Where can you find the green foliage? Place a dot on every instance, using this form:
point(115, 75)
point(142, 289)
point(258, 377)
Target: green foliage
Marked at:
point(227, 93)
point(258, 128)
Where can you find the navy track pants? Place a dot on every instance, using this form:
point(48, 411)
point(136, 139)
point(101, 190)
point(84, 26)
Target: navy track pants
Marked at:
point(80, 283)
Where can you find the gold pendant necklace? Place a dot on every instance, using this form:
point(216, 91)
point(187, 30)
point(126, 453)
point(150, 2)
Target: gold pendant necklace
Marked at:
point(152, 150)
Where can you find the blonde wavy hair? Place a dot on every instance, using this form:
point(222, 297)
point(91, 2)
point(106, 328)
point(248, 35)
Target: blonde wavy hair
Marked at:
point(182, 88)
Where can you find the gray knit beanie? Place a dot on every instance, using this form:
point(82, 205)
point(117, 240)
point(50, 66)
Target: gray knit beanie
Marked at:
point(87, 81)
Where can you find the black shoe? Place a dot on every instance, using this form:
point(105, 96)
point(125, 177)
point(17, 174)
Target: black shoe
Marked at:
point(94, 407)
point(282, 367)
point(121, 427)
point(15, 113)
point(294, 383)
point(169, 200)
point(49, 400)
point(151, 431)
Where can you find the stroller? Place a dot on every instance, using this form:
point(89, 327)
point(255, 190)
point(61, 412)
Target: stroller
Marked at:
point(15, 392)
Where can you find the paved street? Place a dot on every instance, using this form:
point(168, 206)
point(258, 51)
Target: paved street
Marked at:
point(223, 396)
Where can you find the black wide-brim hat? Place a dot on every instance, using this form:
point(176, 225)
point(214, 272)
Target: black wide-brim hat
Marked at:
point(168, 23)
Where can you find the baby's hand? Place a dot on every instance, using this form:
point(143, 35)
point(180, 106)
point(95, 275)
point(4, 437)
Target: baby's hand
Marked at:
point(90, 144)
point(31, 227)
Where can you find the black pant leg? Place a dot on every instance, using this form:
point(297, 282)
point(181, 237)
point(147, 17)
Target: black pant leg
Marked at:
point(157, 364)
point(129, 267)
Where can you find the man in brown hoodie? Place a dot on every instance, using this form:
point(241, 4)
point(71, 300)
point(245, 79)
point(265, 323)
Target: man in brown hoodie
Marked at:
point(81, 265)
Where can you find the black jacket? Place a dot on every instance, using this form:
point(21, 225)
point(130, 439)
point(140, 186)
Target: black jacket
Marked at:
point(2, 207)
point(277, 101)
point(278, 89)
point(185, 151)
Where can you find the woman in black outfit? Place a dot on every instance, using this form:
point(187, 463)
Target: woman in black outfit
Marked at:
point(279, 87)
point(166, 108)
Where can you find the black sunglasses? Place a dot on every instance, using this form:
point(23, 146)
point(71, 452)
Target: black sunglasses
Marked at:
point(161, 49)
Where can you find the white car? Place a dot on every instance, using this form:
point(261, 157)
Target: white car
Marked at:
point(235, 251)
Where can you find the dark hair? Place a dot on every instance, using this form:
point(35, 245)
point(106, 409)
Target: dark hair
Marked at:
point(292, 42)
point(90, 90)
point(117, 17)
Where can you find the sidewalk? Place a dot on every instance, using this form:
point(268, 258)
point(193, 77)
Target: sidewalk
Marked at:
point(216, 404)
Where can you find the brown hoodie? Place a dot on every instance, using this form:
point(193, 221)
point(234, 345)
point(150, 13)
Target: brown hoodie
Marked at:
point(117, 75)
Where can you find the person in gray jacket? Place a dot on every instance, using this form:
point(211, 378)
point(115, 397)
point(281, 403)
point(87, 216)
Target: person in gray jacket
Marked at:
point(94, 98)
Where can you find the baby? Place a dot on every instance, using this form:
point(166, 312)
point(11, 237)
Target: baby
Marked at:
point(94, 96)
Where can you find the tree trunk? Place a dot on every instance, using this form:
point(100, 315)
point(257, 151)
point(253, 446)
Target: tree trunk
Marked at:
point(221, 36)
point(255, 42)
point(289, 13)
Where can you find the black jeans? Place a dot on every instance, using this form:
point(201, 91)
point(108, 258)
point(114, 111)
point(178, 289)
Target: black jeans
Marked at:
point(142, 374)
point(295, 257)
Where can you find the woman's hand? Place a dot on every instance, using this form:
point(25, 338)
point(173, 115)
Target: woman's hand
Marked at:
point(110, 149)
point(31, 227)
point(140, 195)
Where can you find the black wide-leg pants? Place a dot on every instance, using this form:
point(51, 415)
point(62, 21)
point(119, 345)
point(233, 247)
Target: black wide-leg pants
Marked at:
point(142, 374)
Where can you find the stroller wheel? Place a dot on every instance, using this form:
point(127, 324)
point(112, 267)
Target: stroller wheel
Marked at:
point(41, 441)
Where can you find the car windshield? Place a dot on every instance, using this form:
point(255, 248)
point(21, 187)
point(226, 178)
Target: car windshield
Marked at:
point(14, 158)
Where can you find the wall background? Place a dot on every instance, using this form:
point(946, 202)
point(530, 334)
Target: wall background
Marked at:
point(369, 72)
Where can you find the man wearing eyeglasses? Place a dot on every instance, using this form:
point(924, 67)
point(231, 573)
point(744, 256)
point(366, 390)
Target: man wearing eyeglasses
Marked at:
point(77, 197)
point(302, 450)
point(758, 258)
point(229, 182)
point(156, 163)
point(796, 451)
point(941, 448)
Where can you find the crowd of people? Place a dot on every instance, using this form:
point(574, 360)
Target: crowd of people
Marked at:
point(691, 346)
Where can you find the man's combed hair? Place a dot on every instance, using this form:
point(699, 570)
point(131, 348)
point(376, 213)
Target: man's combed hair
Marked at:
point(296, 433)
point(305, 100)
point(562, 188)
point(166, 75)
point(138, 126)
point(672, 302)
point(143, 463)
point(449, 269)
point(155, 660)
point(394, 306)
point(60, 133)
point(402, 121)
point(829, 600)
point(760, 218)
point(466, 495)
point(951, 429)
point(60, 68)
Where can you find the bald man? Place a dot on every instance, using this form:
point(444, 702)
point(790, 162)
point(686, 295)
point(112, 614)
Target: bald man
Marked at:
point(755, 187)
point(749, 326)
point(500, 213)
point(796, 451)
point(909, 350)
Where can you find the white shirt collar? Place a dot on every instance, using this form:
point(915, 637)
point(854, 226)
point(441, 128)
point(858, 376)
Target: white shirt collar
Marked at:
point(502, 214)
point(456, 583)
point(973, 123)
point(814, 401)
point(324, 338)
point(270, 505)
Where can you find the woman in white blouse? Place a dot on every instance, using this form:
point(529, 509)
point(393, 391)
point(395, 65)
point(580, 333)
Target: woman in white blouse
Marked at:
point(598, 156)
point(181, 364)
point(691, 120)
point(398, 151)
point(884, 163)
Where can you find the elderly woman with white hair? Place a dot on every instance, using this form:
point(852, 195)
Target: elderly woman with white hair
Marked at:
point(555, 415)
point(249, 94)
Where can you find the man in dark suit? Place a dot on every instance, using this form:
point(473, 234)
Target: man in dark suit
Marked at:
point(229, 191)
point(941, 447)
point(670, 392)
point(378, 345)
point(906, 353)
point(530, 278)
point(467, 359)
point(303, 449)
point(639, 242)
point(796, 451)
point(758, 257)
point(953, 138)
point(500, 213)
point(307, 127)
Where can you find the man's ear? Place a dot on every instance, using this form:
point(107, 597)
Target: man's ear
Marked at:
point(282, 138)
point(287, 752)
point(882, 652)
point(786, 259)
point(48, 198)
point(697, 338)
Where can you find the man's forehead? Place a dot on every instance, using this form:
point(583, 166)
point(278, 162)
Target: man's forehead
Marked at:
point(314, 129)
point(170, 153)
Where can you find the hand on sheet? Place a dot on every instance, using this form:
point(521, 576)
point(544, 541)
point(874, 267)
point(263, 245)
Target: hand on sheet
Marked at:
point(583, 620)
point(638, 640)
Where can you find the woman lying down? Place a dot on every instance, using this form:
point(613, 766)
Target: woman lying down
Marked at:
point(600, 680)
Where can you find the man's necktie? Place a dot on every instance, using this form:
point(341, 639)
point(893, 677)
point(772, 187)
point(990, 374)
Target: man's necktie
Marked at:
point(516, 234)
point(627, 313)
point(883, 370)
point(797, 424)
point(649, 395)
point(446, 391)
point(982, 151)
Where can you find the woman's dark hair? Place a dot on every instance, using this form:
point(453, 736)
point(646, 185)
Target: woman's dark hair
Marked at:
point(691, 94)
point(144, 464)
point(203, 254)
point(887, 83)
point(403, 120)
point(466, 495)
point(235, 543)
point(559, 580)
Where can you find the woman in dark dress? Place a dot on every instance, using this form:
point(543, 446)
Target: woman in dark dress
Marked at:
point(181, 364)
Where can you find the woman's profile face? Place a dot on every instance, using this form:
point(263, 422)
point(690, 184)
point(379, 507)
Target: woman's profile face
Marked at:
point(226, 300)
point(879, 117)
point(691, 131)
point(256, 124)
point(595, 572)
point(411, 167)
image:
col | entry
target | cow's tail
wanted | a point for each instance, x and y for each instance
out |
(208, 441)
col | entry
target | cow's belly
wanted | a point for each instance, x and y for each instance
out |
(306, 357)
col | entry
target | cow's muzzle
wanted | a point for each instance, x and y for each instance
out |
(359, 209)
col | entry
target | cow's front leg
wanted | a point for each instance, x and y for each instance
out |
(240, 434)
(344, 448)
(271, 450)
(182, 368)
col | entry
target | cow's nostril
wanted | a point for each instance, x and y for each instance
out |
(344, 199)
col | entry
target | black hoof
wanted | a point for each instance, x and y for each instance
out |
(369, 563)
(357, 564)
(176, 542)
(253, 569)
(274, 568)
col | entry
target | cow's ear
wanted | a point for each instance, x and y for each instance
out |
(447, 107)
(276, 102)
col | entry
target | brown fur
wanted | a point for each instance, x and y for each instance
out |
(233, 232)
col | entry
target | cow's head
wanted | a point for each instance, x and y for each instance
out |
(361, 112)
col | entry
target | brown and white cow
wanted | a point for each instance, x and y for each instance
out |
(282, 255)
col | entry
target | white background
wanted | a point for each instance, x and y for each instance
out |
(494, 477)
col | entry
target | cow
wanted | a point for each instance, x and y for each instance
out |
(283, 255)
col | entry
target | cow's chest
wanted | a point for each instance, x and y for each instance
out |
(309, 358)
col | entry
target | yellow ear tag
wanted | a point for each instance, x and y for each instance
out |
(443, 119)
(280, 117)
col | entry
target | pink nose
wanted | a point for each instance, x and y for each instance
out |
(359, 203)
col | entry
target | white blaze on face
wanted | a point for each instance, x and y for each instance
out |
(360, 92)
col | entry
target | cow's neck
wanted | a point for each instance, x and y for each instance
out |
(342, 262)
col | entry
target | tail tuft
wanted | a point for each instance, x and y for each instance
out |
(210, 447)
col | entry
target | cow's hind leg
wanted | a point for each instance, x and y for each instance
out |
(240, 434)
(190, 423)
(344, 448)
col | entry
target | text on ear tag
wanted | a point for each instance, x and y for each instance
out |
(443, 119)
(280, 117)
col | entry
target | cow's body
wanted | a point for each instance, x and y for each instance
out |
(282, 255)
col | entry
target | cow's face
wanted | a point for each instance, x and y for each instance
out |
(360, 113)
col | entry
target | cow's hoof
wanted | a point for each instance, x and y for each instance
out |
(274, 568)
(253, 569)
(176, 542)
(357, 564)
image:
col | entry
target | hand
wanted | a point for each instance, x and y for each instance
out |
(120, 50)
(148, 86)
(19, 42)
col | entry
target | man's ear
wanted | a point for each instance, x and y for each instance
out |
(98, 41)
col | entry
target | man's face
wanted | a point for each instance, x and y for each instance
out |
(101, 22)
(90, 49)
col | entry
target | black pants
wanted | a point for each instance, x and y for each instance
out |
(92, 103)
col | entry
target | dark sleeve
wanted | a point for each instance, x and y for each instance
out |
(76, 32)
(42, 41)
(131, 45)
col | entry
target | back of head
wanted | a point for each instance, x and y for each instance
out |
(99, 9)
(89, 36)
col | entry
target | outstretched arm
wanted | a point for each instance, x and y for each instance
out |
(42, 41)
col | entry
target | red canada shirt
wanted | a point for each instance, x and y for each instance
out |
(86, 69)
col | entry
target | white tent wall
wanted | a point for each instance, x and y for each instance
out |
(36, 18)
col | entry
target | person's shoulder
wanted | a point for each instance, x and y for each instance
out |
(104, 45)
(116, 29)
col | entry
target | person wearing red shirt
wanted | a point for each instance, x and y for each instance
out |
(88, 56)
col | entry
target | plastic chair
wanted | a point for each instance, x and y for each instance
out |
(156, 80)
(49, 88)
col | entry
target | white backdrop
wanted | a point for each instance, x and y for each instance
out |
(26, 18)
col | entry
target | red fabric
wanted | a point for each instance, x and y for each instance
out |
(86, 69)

────────

REQUIRED WORK: Transcribe each line of the data above, unaltered, from the one where "target | cow's hind leg" appears to the one where "target | plastic chair" appears, inclusive of both.

RESULT:
target | cow's hind leg
wanted | a point for each instance, x and y for each instance
out |
(240, 434)
(190, 423)
(344, 448)
col | entry
target | text on ear tag
wanted | a point for each instance, x and y for each instance
out |
(443, 119)
(280, 117)
col | entry
target | cow's body
wanted | a point for each instance, x and y for each instance
out |
(282, 255)
col | entry
target | cow's face
wanted | a point for each instance, x and y for each instance
out |
(360, 113)
col | entry
target | cow's hoof
wanted | a point for each instance, x and y for each instance
out |
(274, 568)
(253, 569)
(176, 542)
(357, 564)
image:
col | entry
target | hand
wanted | a point for each instance, x and y for each instance
out |
(120, 50)
(148, 86)
(19, 42)
col | entry
target | man's ear
wanted | a point for each instance, x and y for each instance
out |
(98, 41)
col | entry
target | man's face
wanted | a point for each instance, x and y for each instance
out |
(101, 22)
(90, 49)
col | entry
target | black pants
wanted | a point for each instance, x and y for each instance
out |
(92, 103)
col | entry
target | dark sleeve
wanted | a point for each instance, x and y for each instance
out |
(76, 32)
(42, 41)
(131, 45)
col | entry
target | back of head
wanted | a point for each instance, x and y for each instance
out |
(99, 9)
(89, 36)
col | entry
target | outstretched arm
wanted | a point for each instance, x and y for each instance
out |
(42, 41)
col | entry
target | red canada shirt
wanted | a point for each instance, x and y for each instance
out |
(86, 69)
col | entry
target | white tent wall
wanted | a point for each instance, x and y for each instance
out |
(36, 18)
col | entry
target | person's shoulder
wanted | a point for each instance, x and y for each instance
out |
(104, 45)
(116, 29)
col | entry
target | person wearing red shirt
wanted | a point for each instance, x and y for each instance
out |
(88, 56)
col | entry
target | plastic chair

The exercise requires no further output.